** start of SOURCE TEXT **

Unless governments act now, carbon dioxide emissions will rise by 130 percent by the middle of the century and oil demand will grow 70 percent, the International Energy Agency (IEA) said in a report published in Tokyo.

To halve carbon dioxide emissions, the world would need to spend an additional 45 trillion US dollars on clean energy technologies by 2050 -- or 1.1 percent of average annual gross domestic product over the period, it estimated.

"There should be no doubt that meeting the target of a 50 percent cut in emissions represents a formidable challenge," Nobuo Tanaka, executive director of the Paris-based IEA, told a press conference here.

"We would require immediate policy action and technological transition on an unprecedented scale. It would essentially require a new global technological revolution which would completely transform the way we produce and use energy."

Halving emissions would require on average about 35 coal and 20 gas-fired power plants every year to be fitted with the technology to capture and store the carbon dioxide they belch out, the report said.

The world would also need to build an additional 32 new nuclear power plants every year along with 17,500 wind turbines.

** end of SOURCE TEXT **
** start of MATERIAL **

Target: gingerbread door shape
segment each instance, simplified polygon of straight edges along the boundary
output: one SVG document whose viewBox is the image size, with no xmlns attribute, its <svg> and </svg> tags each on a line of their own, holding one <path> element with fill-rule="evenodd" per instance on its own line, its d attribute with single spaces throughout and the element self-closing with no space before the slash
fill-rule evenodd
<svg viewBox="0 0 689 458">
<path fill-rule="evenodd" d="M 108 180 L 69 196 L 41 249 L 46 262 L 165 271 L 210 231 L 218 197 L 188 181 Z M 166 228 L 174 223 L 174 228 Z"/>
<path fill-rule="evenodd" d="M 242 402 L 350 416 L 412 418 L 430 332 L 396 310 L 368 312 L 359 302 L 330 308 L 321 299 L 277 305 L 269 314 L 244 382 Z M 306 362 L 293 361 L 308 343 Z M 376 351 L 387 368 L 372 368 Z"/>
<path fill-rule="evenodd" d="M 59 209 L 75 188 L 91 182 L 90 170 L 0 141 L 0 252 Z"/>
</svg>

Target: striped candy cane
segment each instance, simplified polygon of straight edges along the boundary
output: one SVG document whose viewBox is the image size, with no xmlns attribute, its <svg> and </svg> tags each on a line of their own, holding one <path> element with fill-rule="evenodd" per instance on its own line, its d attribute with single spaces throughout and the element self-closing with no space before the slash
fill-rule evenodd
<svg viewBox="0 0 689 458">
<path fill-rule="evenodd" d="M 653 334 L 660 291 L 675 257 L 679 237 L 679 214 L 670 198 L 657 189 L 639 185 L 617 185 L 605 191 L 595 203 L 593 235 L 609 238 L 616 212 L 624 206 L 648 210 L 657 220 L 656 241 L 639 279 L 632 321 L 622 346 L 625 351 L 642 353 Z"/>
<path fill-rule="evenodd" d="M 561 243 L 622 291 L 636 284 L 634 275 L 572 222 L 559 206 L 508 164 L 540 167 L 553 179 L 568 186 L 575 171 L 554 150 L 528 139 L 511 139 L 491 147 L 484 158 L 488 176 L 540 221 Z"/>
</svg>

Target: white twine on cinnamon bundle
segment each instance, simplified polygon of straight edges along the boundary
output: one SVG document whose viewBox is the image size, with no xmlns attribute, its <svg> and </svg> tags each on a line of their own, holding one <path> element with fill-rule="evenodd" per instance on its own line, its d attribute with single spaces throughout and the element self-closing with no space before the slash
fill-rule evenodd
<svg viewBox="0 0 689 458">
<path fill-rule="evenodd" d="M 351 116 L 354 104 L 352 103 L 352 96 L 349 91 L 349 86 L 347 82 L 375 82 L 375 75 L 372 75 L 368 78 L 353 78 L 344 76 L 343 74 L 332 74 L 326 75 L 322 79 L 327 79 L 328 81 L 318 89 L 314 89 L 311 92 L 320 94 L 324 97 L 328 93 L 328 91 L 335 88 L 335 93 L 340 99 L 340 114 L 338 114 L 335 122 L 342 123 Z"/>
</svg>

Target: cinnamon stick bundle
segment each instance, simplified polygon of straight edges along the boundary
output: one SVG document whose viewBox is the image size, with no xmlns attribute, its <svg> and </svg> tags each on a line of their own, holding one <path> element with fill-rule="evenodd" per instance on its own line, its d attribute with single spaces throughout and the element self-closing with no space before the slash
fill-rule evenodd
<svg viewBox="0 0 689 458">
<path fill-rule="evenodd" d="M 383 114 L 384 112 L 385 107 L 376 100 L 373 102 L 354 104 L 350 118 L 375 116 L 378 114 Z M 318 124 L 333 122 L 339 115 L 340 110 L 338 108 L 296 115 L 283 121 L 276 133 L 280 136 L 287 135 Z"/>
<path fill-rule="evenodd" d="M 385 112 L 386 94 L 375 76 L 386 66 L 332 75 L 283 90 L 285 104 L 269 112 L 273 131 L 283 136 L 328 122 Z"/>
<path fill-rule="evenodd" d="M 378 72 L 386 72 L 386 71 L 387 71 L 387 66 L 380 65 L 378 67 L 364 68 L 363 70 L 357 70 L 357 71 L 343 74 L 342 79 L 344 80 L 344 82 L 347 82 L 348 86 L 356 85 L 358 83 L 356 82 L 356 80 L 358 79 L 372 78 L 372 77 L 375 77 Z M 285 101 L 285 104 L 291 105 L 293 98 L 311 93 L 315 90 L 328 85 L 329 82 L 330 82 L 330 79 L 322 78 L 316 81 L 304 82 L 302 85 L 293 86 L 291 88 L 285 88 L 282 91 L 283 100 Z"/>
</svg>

** end of MATERIAL **

SET EXERCISE A: Reproduce the stretch of the emissions text from "Unless governments act" through "press conference here.".
SET EXERCISE B:
Answer these questions using the emissions text:
(i) By how many percent will oil demand grow by the middle of the century unless governments act now?
(ii) What position does Nobuo Tanaka hold?
(iii) How many additional nuclear power plants would the world need to build every year?
None of the work here needs the data.

EXERCISE OUTPUT A:
Unless governments act now, carbon dioxide emissions will rise by 130 percent by the middle of the century and oil demand will grow 70 percent, the International Energy Agency (IEA) said in a report published in Tokyo.

To halve carbon dioxide emissions, the world would need to spend an additional 45 trillion US dollars on clean energy technologies by 2050 -- or 1.1 percent of average annual gross domestic product over the period, it estimated.

"There should be no doubt that meeting the target of a 50 percent cut in emissions represents a formidable challenge," Nobuo Tanaka, executive director of the Paris-based IEA, told a press conference here.

EXERCISE OUTPUT B:
(i) 70 percent
(ii) Executive director of the Paris-based IEA
(iii) 32